Source data:
%%
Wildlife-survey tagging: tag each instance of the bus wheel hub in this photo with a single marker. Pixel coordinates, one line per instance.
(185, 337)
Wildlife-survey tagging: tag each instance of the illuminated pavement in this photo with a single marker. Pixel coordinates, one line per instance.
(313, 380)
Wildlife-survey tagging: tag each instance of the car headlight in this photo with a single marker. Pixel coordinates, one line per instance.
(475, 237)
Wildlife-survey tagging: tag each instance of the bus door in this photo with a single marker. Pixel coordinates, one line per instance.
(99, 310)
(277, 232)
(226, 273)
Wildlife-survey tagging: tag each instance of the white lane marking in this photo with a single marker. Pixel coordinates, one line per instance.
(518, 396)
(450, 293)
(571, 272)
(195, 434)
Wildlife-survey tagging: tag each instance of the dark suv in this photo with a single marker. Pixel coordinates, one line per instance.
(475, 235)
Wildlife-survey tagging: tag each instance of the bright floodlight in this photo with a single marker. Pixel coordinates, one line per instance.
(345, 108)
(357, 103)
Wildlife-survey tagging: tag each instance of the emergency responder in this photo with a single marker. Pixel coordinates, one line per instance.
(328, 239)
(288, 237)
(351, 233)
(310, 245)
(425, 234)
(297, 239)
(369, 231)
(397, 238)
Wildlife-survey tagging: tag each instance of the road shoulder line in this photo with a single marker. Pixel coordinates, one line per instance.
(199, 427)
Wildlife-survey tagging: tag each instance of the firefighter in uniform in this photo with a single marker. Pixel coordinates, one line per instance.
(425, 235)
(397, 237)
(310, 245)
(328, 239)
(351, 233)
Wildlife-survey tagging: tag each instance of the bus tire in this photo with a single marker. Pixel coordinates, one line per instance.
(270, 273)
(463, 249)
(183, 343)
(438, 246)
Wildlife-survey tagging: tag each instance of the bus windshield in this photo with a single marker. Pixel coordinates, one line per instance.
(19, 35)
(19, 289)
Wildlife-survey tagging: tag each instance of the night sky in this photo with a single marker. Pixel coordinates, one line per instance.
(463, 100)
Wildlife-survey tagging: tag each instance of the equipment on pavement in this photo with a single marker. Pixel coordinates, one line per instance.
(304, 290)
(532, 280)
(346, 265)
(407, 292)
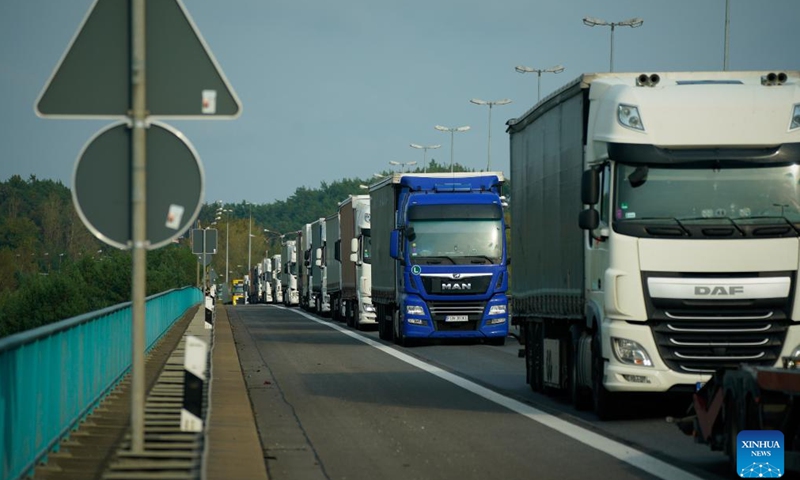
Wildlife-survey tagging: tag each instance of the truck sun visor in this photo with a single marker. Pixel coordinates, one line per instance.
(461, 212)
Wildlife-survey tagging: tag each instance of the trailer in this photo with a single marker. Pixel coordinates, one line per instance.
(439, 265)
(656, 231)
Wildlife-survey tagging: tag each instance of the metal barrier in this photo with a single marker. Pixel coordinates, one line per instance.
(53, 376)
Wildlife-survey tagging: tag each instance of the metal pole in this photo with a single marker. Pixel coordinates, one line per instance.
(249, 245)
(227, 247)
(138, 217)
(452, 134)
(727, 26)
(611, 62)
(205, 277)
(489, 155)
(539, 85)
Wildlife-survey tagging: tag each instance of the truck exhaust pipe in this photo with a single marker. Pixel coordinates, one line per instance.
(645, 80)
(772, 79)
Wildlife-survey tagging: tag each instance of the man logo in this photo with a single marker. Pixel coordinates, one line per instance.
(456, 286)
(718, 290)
%%
▶ What you will do: Pictures are not part of the copy; transcribe the rest of the data verbatim.

▶ Answer section:
Wildlife-survey tagging: tag each instance of the bus wheel hub in this photo with a single marker. Pixel coordinates, one line per instance.
(185, 337)
Wildlife-survey tagging: tag each instance of the illuminated pavement in this photo with a single marker. Pixel coordinates, one line per instance.
(313, 380)
Wildlife-survey tagging: tag each instance of the car headlight in this photo with a single marker. Pixel coordinates, one line per instance.
(475, 237)
Wildlife-survey tagging: tag each instance of the bus door in this photo with a single marker. Pixel coordinates, one line per instance.
(99, 310)
(277, 232)
(226, 273)
Wildlife-survey tagging: tag each instance of the white lane marking in this photo with a single marker. Pixel coordinates, one line per instance.
(518, 396)
(450, 293)
(571, 272)
(195, 434)
Wildlife-survey tagging: tag each instance of the dark suv in this photo with a single marker. Pixel coordinates, one line per instance.
(475, 235)
Wildlife-survey tagging: tag each instance of the bright floodlight in this photo with a single marker. Pixel coordinates, one line per instance.
(345, 108)
(357, 103)
Wildlife-survey tagging: tag each instance of the emergency responder in this photo with a single marker. Pixel coordinates, one line per instance.
(328, 239)
(288, 237)
(351, 233)
(310, 245)
(425, 234)
(297, 239)
(369, 231)
(397, 238)
Wildlife-survey tagging: tag each instance of the road shoulder line in this photo with a single marker. Pixel coordinates, one line per instance.
(199, 427)
Wildlife-survey tagging: tag each instance of the firefighter in uniform in this photo with a single marker. Pixel coordinates, one line per instance.
(425, 235)
(397, 237)
(310, 245)
(328, 239)
(351, 233)
Wildlife-survey tagging: tag each instance of the bus tire in this photo with a single marker. Pixel coordinates, one line per instance.
(270, 273)
(463, 249)
(183, 343)
(438, 246)
Wildlife-survey tagging: tag each instance of the bus windshield in this photo with a single marker. Pixel coordinates, one line per instance.
(19, 35)
(19, 289)
Wildlife-survey tagging: tag each instance of the night sky in this photo with a single marker. Pixel coordinates, one line per instance.
(463, 100)
Wildlife-survey tagging: tag each instance of the equipment on pavement in this photo with a single marker. Pixel coordinates, one line per instance.
(304, 290)
(532, 280)
(346, 265)
(407, 292)
Wildlife-survey tagging: tag each instance of the truck sun visor in this photo with a single marker. Pixel coordinates, one line per instance.
(461, 212)
Wildlife-survey tagging: tag each instance of the trailer in this photo with a single marker. Pixel coordinates, one line per instance.
(439, 265)
(656, 231)
Wildlife-survey tagging: tag each instance of the metal barrier in this photo with a single marker. Pixel coordinates, one line per instance.
(53, 376)
Wildlife-survey tagging: tag each instance of the metal pole in this photo with a single marker. Pixel coordinates, one line per instance.
(249, 245)
(227, 247)
(138, 217)
(452, 134)
(727, 26)
(611, 62)
(205, 277)
(489, 155)
(539, 85)
Wildlife-survey tagging: tag each instance of the truck exhaust pipe in this photo with a single marker. Pixel coordinates, one line per instance.
(645, 80)
(772, 79)
Wildlife-survey tagging: tag each instance of the man logo in this photo with a single marker. Pixel coordinates, one line per instance.
(456, 286)
(718, 290)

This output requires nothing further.